→ **Consigne**:
Répondez à ces questions sur le texte consacré à la femme et au balai :
(a) Que demande le Prince aux femmes du village ?
(b) Chez qui Blanche neige remue-t-elle la saleté ?
(c) Quelle offrande apporte la seule femme qui arrive penaude devant le Prince ?

La femme et le balai : un conte sans moral

Peut-on s’appuyer sur les contes pour rêver debout ? Un conte, qui me revient sans cesse, alors que je malmène mon balai au quatre coins sombres de la cuisine, est celui que j’ai lu, je ne sais où, écrit par je ne sais qui, narrant l’histoire d’un Prince demandant aux femmes d’un village de lui rapporter toute la poussière encombrant leurs chaumières. Et toutes de s’activer, et toutes de lui en amener cérémonieusement des seaux entiers, de se jauger et de se battre afin d’être celle qui parviendra à se distinguer par sa prodigalité moutonnière. Une seule arrive, penaude, vers le Prince et s’excuse mais, malgré son souci de lui complaire, elle ne peut lui déposer qu’une mince offrande : quelques grains échappés à sa dextérité ménagère. Il la remercie et s'exclame qu'il vient de trouver celle qui deviendra son épouse, car elle a su démontrer ainsi ses qualités humaines, digne d’une Madame Propre où le Prince peut se miroiter en saine confiance. Et je me félicite toujours de ne ramasser qu’un petit tas de poussière, ne sachant cependant si cette modestie résulte de ma méticulosité à contourner les obstacles ou d’une propension des saletés à esquiver ma balayette, tel un taureau désireux de se faire admirer par les éventuels visiteurs, ou de l’espoir qu’un jour mon Prince viendra.

 Il est vrai que Blanche neige remue la saleté tant qu’elle vit chez les sept nains, mais une fois parvenue, il est supposé que ses mains, quelque peu altérées par un labeur subalterne, n’eurent plus à pâtir de la corrosivité du liquide vaisselle. Donc la jeune femme choisie pour son hygiène n’eut plus qu’à veiller à la pureté de son anatomie, jusqu’à ce que des grossesses nombreuses obligèrent le prince à ne plus se soucier de l’état de la paillasse où il se réfugiait, pour échapper aux miasmes incessantes dégagées par des fessiers blindés. Alors que moi, mariage ou non, je continue à pester contre le sort qui a voulu que je ne sois pas la plus belle dans ce miroir, mais la poubelle à sortir ce soir.

→ **Données disponibles**:

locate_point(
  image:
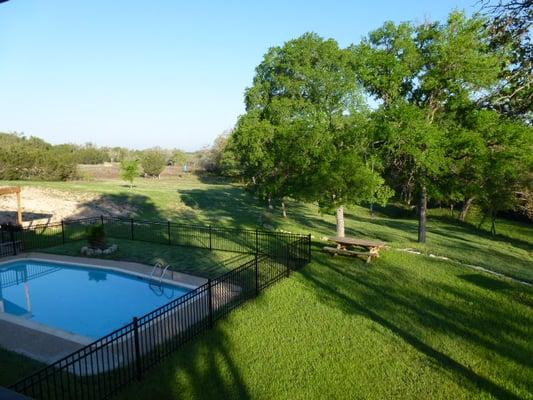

→ **Réponse**:
(a) De lui rapporter toute la poussière qui encombre leurs chaumières.
(b) Chez les sept nains.
(c) Quelques grains échappés à sa dextérité ménagère.